#### Exercise instructions
Decide whether each statement below agrees with the seminar text, answering yes or no and quoting the words from the text that settle it. 1. The 2018 seminar was first planned for Myrtle Beach in early October. 2. The office offers its agents free education on litigation. 3. The rescheduled all-day seminar was held on Sunday, December 16.

#### Excerpted text

Our office pledges to give our agents all the CLE they need free of charge, that is, if they are South Carolina practitioners and only practice real estate law. Don’t ask us for litigation education…we don’t know anything about litigation! We have an impressive calendar of webinars and “brunch and learns”, and we have one grand “annual seminar” where all of our agents are invited to one place to network, to be wined and dined by us, and to learn the latest and greatest issues affecting the practice of real estate law.

We typically hold this seminar in October or November, well before year-end. For 2018, we planned our grand finale in Myrtle Beach in early October, the Monday after the horrible flood that affected our coast and Pee Dee area.

The hotel kept telling us that Myrtle Beach was fine!  Our speakers flying in from other states would have no problem with air or ground transportation. Our agents, however, coming from all over South Carolina, would have been hard pressed to get to Myrtle Beach from the South because Georgetown was flooded or from the West or North, where the Pee Dee was almost entirely unpassable.

So, we punted!  We convinced the hotel to let us reschedule and had a great cocktail party on Sunday, December 16 and an all-day seminar on Monday, December 17. We were thrilled when our agents responded and attended one week prior to Christmas vacation. And we thoroughly enjoyed celebrating with the lawyers and their staff members who work with us all year long.

We were able to hug our agents and wish for them the best during the holiday season in person, which was great fun for us!

#### Extracted information
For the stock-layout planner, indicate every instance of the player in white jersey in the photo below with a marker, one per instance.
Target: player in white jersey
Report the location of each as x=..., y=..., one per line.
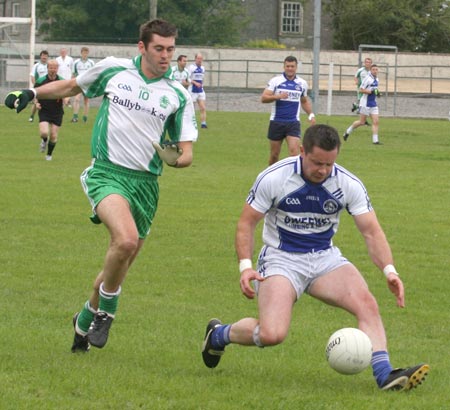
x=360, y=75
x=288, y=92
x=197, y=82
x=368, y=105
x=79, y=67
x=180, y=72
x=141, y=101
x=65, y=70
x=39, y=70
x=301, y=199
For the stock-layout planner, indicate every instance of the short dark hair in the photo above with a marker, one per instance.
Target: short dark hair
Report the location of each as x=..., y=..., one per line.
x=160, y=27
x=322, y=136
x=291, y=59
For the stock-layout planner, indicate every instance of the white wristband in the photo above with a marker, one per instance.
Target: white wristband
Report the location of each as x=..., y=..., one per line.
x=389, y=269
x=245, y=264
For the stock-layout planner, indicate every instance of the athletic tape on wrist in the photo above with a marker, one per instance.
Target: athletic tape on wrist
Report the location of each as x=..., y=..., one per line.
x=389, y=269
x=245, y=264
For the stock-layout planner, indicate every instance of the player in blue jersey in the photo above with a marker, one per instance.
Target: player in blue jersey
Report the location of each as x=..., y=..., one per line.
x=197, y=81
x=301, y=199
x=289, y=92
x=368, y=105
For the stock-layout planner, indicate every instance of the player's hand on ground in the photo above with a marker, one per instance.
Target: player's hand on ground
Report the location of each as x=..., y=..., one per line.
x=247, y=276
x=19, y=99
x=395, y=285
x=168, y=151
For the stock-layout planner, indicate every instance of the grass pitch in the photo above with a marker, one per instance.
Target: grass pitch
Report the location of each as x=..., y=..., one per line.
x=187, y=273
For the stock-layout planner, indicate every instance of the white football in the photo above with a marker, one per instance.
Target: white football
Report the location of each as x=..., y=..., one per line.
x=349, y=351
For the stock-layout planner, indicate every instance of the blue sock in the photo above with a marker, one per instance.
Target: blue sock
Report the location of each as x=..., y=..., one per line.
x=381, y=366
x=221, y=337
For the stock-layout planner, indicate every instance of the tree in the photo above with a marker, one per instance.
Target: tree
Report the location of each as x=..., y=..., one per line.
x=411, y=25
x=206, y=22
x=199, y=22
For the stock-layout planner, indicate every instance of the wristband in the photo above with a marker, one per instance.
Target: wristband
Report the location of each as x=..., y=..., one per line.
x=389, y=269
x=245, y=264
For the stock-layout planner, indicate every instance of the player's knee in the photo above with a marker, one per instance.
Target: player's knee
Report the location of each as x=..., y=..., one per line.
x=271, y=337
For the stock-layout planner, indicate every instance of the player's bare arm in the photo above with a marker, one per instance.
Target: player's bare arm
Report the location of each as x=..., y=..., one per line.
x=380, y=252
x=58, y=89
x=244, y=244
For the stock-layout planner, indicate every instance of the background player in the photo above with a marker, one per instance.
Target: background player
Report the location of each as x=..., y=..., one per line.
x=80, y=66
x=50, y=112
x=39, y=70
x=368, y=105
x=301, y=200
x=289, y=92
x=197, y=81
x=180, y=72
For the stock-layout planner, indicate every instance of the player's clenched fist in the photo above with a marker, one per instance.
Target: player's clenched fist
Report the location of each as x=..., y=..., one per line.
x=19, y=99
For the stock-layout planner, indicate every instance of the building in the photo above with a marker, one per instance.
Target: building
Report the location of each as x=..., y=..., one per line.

#### Written reply
1. Yes: "For 2018, we planned our grand finale in Myrtle Beach in early October"
2. No: "Don’t ask us for litigation education…we don’t know anything about litigation!"
3. No: "an all-day seminar on Monday, December 17"